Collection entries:
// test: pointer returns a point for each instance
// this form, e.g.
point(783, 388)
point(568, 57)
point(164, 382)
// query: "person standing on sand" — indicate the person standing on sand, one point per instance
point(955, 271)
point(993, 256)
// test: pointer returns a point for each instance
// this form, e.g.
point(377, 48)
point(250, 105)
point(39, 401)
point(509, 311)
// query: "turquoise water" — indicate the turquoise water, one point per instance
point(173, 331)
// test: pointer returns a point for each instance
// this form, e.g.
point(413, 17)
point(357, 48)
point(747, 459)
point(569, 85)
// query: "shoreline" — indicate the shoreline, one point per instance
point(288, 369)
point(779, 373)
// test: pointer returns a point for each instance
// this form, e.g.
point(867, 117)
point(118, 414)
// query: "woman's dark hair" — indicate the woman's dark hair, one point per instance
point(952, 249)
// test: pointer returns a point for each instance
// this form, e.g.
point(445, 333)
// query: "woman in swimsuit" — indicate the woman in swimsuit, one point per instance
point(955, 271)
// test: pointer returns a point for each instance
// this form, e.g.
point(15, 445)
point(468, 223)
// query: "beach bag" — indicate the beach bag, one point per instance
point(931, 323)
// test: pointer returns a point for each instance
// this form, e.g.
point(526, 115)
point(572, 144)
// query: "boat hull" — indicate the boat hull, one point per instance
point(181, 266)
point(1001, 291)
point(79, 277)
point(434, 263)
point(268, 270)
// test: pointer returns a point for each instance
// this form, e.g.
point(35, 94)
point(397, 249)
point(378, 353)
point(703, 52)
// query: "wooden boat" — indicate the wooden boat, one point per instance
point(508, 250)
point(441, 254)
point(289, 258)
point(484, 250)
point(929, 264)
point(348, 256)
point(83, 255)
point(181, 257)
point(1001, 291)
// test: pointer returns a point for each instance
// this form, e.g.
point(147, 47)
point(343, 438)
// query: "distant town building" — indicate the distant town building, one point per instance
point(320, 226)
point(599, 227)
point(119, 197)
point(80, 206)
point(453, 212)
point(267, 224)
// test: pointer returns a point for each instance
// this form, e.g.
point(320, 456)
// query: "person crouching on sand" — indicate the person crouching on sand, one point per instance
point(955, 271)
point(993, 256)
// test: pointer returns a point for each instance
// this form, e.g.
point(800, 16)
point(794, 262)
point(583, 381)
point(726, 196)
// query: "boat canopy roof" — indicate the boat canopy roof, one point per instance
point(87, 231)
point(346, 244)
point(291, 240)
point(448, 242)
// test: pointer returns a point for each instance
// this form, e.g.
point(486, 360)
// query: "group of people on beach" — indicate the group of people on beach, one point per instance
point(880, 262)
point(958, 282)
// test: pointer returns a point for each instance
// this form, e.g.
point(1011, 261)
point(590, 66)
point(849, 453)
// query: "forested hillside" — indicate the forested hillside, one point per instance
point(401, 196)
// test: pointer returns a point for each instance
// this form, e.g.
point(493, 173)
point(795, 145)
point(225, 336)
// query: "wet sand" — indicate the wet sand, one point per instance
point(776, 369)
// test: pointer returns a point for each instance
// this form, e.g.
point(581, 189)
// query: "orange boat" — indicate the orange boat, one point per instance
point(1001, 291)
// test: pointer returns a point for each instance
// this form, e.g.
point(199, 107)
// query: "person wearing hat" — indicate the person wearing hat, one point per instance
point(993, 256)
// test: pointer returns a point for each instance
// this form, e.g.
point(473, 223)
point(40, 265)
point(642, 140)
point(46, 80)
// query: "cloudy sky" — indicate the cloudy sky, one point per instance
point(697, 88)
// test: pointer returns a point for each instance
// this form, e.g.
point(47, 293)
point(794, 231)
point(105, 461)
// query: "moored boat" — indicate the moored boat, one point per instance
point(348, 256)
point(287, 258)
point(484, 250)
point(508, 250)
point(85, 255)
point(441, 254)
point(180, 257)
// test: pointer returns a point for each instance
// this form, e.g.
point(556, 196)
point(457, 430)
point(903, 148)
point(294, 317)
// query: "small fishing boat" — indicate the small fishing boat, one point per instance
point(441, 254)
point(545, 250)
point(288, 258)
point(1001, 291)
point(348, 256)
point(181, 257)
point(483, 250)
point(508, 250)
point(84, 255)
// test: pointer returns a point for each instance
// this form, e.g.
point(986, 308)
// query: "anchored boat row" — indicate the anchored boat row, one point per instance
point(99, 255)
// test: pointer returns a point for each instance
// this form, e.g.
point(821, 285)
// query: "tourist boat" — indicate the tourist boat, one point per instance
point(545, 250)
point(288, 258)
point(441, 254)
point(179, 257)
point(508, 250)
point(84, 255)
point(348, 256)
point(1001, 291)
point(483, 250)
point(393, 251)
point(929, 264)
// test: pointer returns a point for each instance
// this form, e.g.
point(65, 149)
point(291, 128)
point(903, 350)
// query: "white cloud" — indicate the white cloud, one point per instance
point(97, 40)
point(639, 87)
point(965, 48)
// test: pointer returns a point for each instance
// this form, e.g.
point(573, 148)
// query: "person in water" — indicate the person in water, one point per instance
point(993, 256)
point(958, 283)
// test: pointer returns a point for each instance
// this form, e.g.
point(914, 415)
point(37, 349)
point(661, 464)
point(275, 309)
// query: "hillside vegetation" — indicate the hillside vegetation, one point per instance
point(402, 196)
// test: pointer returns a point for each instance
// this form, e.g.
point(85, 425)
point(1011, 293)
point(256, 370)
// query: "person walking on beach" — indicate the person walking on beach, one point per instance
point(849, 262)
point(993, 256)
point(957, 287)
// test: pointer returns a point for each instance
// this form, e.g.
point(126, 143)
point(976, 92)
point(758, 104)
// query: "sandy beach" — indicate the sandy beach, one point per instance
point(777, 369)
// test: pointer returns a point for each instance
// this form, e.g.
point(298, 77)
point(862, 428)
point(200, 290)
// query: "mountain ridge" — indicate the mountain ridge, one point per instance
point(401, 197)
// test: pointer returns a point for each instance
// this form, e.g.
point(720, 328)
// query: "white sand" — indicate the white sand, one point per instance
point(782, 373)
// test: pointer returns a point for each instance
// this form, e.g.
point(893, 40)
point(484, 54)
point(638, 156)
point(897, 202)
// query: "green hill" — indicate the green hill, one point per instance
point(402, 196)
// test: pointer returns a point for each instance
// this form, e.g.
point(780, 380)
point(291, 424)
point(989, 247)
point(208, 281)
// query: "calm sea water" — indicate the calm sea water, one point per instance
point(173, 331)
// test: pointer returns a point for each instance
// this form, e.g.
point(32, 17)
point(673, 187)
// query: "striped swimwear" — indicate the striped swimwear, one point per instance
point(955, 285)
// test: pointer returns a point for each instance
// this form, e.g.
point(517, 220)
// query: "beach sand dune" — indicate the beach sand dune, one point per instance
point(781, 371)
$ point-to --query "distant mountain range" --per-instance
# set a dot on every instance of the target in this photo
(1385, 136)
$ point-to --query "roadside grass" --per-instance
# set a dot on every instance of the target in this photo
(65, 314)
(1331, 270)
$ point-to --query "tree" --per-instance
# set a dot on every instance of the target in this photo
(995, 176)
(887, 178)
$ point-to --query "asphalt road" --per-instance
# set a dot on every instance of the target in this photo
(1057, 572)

* **Task description**
An exact repetition of the data above is all that is needed.

* **Answer to this problem**
// test: pointer returns a point for each instance
// this form, e.g.
point(783, 388)
point(568, 57)
point(164, 382)
// query: "person standing on sand" — indicate the person standing on sand, one point per instance
point(955, 271)
point(993, 256)
// test: pointer returns a point for each instance
// this form, e.g.
point(377, 48)
point(250, 105)
point(39, 401)
point(509, 311)
// query: "turquoise water" — indicate the turquoise water, one point per instance
point(173, 331)
// test: pointer returns a point for each instance
// this form, e.g.
point(413, 17)
point(357, 48)
point(747, 459)
point(569, 85)
// query: "shoreline" — indicate the shoreline, one point per instance
point(288, 369)
point(779, 373)
// test: pointer returns a point for each instance
// this form, e.g.
point(867, 117)
point(118, 414)
// query: "woman's dark hair" — indicate the woman's dark hair, one point per instance
point(952, 249)
// test: pointer returns a point for each instance
// this form, e.g.
point(445, 333)
// query: "woman in swimsuit" — indicate the woman in swimsuit, one point per instance
point(955, 271)
// test: pointer returns a point for each instance
// this form, e.g.
point(15, 445)
point(468, 223)
// query: "beach bag" — indicate the beach bag, one point per instance
point(931, 323)
// test: pointer returns a point for each instance
// this form, e.g.
point(526, 115)
point(572, 144)
// query: "boat hull" — indicate the boat hull, one point per instance
point(181, 266)
point(1001, 291)
point(79, 277)
point(434, 263)
point(268, 270)
// test: pointer returns a point for each instance
// this form, e.g.
point(35, 94)
point(397, 249)
point(378, 353)
point(703, 52)
// query: "wooden boat" — indicate the wooden boat, one point per instance
point(508, 250)
point(441, 254)
point(289, 258)
point(484, 250)
point(929, 264)
point(348, 256)
point(83, 255)
point(181, 257)
point(1001, 291)
// test: pointer returns a point for each instance
// this form, e.g.
point(147, 47)
point(343, 438)
// query: "distant town building" — indicate the distant town building, one point per instance
point(320, 226)
point(599, 227)
point(119, 197)
point(80, 206)
point(453, 212)
point(267, 224)
// test: pointer returns a point for each instance
// this form, e.g.
point(320, 456)
// query: "person crouching on sand" — indicate the person crouching on sand, one point per instance
point(955, 271)
point(993, 256)
// test: pointer returns a point for each instance
// this form, e.g.
point(800, 16)
point(794, 262)
point(583, 381)
point(726, 196)
// query: "boat canopy roof" — indicate the boat canopy roof, one point per instance
point(87, 231)
point(346, 244)
point(291, 240)
point(448, 242)
// test: pointer returns a point for each instance
// this form, e.g.
point(486, 360)
// query: "group of people on beach" — indicate the group of people on beach, one point per instance
point(880, 262)
point(958, 282)
// test: pointer returns a point for each instance
// this form, e.g.
point(1011, 261)
point(590, 66)
point(849, 453)
// query: "forested hillside" — indicate the forested hillside, one point per instance
point(401, 196)
// test: pointer returns a point for each instance
// this form, e.g.
point(493, 173)
point(795, 145)
point(225, 336)
// query: "wet sand" — indicate the wet sand, one point per instance
point(776, 369)
// test: pointer returns a point for each instance
// this form, e.g.
point(581, 189)
// query: "orange boat" — indicate the orange boat, one point per instance
point(1001, 291)
// test: pointer returns a point for each instance
// this form, e.g.
point(199, 107)
// query: "person wearing hat" — indicate the person wearing hat, one point per instance
point(993, 256)
// test: pointer returns a point for each instance
// this form, e.g.
point(473, 223)
point(40, 265)
point(642, 140)
point(46, 80)
// query: "cloudy sky" — indicate the cloudy sky, one point per instance
point(697, 88)
// test: pointer returns a point for each instance
// this form, e.g.
point(47, 293)
point(794, 231)
point(105, 461)
// query: "moored boat" — indicate the moored boat, one point per instance
point(348, 256)
point(287, 258)
point(484, 250)
point(508, 250)
point(85, 255)
point(441, 254)
point(180, 257)
// test: pointer returns a point for each instance
// this form, e.g.
point(556, 196)
point(457, 430)
point(903, 148)
point(294, 317)
// query: "small fishing boat" — indicate the small fishing boat, one point per instance
point(441, 254)
point(545, 250)
point(288, 258)
point(1001, 291)
point(348, 256)
point(181, 257)
point(483, 250)
point(508, 250)
point(84, 255)
// test: pointer returns a point for each instance
// this form, e.g.
point(986, 308)
// query: "anchored boat row" — indicate the anchored boat row, one point per instance
point(99, 255)
// test: pointer returns a point for each instance
// this form, e.g.
point(821, 285)
// query: "tourist boat" — indicate the tourist boat, one point per instance
point(545, 250)
point(288, 258)
point(441, 254)
point(179, 257)
point(508, 250)
point(84, 255)
point(348, 256)
point(1001, 291)
point(483, 250)
point(393, 251)
point(929, 264)
// test: pointer returns a point for each instance
// this form, e.g.
point(65, 149)
point(291, 128)
point(903, 350)
// query: "white cloud" — indicate the white cloud, one point per instance
point(97, 40)
point(639, 87)
point(965, 48)
// test: pointer returns a point for each instance
// this form, e.g.
point(573, 148)
// query: "person in water" — indicate the person in water, one point per instance
point(993, 256)
point(958, 283)
// test: pointer returns a point for each instance
// this form, e.g.
point(914, 415)
point(37, 349)
point(661, 464)
point(275, 309)
// query: "hillside vegetation" — indicate the hillside vegetation, one point per instance
point(402, 196)
// test: pointer returns a point for each instance
// this form, e.g.
point(85, 425)
point(1011, 293)
point(256, 370)
// query: "person walking on beach" — indicate the person walking on beach, one point per instance
point(849, 262)
point(993, 256)
point(957, 287)
// test: pointer returns a point for each instance
// this form, e.g.
point(126, 143)
point(976, 92)
point(758, 104)
// query: "sandy beach" — indicate the sandy beach, one point per instance
point(777, 369)
// test: pointer returns a point for each instance
// this form, e.g.
point(298, 77)
point(862, 428)
point(200, 290)
// query: "mountain ridge" — indicate the mountain ridge, one point per instance
point(401, 197)
// test: pointer returns a point for each instance
// this form, e.g.
point(720, 328)
// query: "white sand" — indicate the white sand, one point per instance
point(782, 373)
// test: pointer returns a point for each instance
// this form, e.g.
point(893, 40)
point(484, 54)
point(638, 156)
point(897, 202)
// query: "green hill" — indicate the green hill, one point per instance
point(402, 196)
// test: pointer returns a point for each instance
// this form, e.g.
point(780, 380)
point(291, 424)
point(989, 247)
point(208, 281)
// query: "calm sea water" — indicate the calm sea water, one point per instance
point(173, 331)
// test: pointer returns a point for each instance
// this form, e.g.
point(32, 17)
point(673, 187)
// query: "striped swimwear" — indicate the striped swimwear, one point per instance
point(955, 285)
// test: pointer returns a point for each instance
// this form, e.g.
point(517, 220)
// query: "beach sand dune" — indicate the beach sand dune, one point per instance
point(781, 371)
$ point-to --query "distant mountain range" --per-instance
# set a dot on every instance of the target in this photo
(1385, 136)
$ point-to --query "roadside grass" --per-instance
# set a dot on every instance of the target in this photo
(65, 314)
(1331, 270)
$ point-to --query "tree" --per-instance
# set a dot on every instance of the target in this photo
(995, 176)
(887, 178)
$ point-to --query "asphalt road" --per-instance
# set a dot on every instance of the target in this photo
(1057, 572)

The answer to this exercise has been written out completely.